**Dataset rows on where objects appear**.
▼▼▼
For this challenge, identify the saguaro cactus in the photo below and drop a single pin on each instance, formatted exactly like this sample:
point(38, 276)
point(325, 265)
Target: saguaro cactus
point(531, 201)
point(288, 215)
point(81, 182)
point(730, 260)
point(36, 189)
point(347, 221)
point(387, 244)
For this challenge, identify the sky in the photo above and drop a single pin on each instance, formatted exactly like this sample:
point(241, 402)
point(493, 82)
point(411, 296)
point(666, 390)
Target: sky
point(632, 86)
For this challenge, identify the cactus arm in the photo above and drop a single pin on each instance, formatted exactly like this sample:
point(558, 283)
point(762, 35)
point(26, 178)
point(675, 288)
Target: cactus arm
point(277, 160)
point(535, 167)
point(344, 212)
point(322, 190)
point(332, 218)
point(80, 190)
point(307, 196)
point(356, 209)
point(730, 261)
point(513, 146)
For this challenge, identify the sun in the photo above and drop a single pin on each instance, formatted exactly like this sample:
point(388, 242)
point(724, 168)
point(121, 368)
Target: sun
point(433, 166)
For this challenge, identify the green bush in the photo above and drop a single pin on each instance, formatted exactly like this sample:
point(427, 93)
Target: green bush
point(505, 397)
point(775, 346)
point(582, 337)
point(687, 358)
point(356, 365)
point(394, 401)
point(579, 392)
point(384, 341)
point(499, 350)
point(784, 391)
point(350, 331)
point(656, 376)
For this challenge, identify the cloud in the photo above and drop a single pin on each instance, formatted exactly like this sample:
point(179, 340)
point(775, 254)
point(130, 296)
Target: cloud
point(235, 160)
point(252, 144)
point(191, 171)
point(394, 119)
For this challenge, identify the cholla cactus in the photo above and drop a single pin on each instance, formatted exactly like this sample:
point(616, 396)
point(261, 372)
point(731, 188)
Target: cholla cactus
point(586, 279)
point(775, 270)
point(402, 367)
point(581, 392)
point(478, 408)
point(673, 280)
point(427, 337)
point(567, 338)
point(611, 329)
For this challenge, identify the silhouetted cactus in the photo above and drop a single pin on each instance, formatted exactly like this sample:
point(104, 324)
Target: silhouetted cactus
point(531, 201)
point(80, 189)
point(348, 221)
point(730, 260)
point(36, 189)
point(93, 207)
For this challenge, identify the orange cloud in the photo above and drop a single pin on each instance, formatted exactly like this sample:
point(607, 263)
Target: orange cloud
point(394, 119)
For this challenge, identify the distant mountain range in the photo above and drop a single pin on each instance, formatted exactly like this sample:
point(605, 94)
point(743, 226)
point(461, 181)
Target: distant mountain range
▲▲▲
**Problem to work on**. Recast all of the data above as a numbered list with one entry per line. Omit any blank lines.

**Reply**.
1. For this challenge, identify the saguaro cactus in the photo below and drop a single pin on each instance, formatted exactly like this sample:
2. point(38, 276)
3. point(325, 265)
4. Target: saguaro cactus
5. point(531, 201)
6. point(288, 215)
7. point(81, 182)
8. point(730, 260)
9. point(36, 189)
10. point(347, 221)
11. point(387, 244)
12. For this challenge, identify the sky in the photo above and drop a single pin on each instance, formatted exactly like this sample:
13. point(241, 402)
14. point(493, 82)
15. point(411, 296)
16. point(666, 390)
17. Target: sky
18. point(632, 86)
19. For this challenge, identify the cactus arm in the photo above and drop a single pin on each instance, formatted exactly like this sample:
20. point(558, 283)
21. point(762, 35)
22. point(26, 178)
23. point(675, 288)
24. Target: cactus arm
25. point(277, 160)
26. point(535, 167)
27. point(344, 212)
28. point(322, 190)
29. point(332, 218)
30. point(80, 190)
31. point(307, 196)
32. point(356, 209)
33. point(730, 261)
34. point(513, 146)
35. For this challenge, identify the sun in the photo above and drop a single pin on each instance, formatted exactly like this sample:
36. point(388, 242)
37. point(724, 168)
38. point(121, 368)
39. Target: sun
40. point(433, 166)
41. For this challenge, identify the green bush in the photo above and drop a single pin on each instance, formatted exactly like this sample:
42. point(427, 93)
43. Target: green bush
44. point(505, 397)
45. point(775, 346)
46. point(582, 337)
47. point(687, 358)
48. point(356, 365)
49. point(394, 401)
50. point(579, 392)
51. point(384, 341)
52. point(499, 350)
53. point(784, 391)
54. point(350, 331)
55. point(656, 376)
56. For this challenge, identify the cloud in the photo above and drop a single pin on each instance, formatted exactly like this sample:
57. point(179, 340)
58. point(775, 254)
59. point(130, 296)
60. Target: cloud
61. point(235, 160)
62. point(252, 144)
63. point(191, 171)
64. point(394, 119)
65. For this challenge, identify the cholla cactus in the photo above and drop a single pin on each instance, formatted exactly like this sample:
66. point(616, 396)
67. point(261, 372)
68. point(731, 188)
69. Target: cholla cactus
70. point(586, 279)
71. point(775, 270)
72. point(402, 367)
73. point(581, 392)
74. point(478, 408)
75. point(673, 280)
76. point(427, 337)
77. point(567, 338)
78. point(611, 329)
79. For this challenge, identify the silhouetted cactus in the photo above and drop a single pin on each instance, formatted exactly like this sample:
80. point(104, 324)
81. Target: silhouetted cactus
82. point(531, 201)
83. point(80, 189)
84. point(348, 221)
85. point(730, 260)
86. point(36, 189)
87. point(93, 207)
88. For this challenge, identify the orange cloud in the photo above and drop a single pin on each instance, formatted exactly like this sample:
89. point(607, 263)
90. Target: orange cloud
91. point(394, 119)
92. For this challenge, identify the distant mountain range in the photo above and drop a single pin on each instance, formatted exactly like this sample:
93. point(605, 94)
94. point(743, 226)
95. point(461, 181)
96. Target: distant mountain range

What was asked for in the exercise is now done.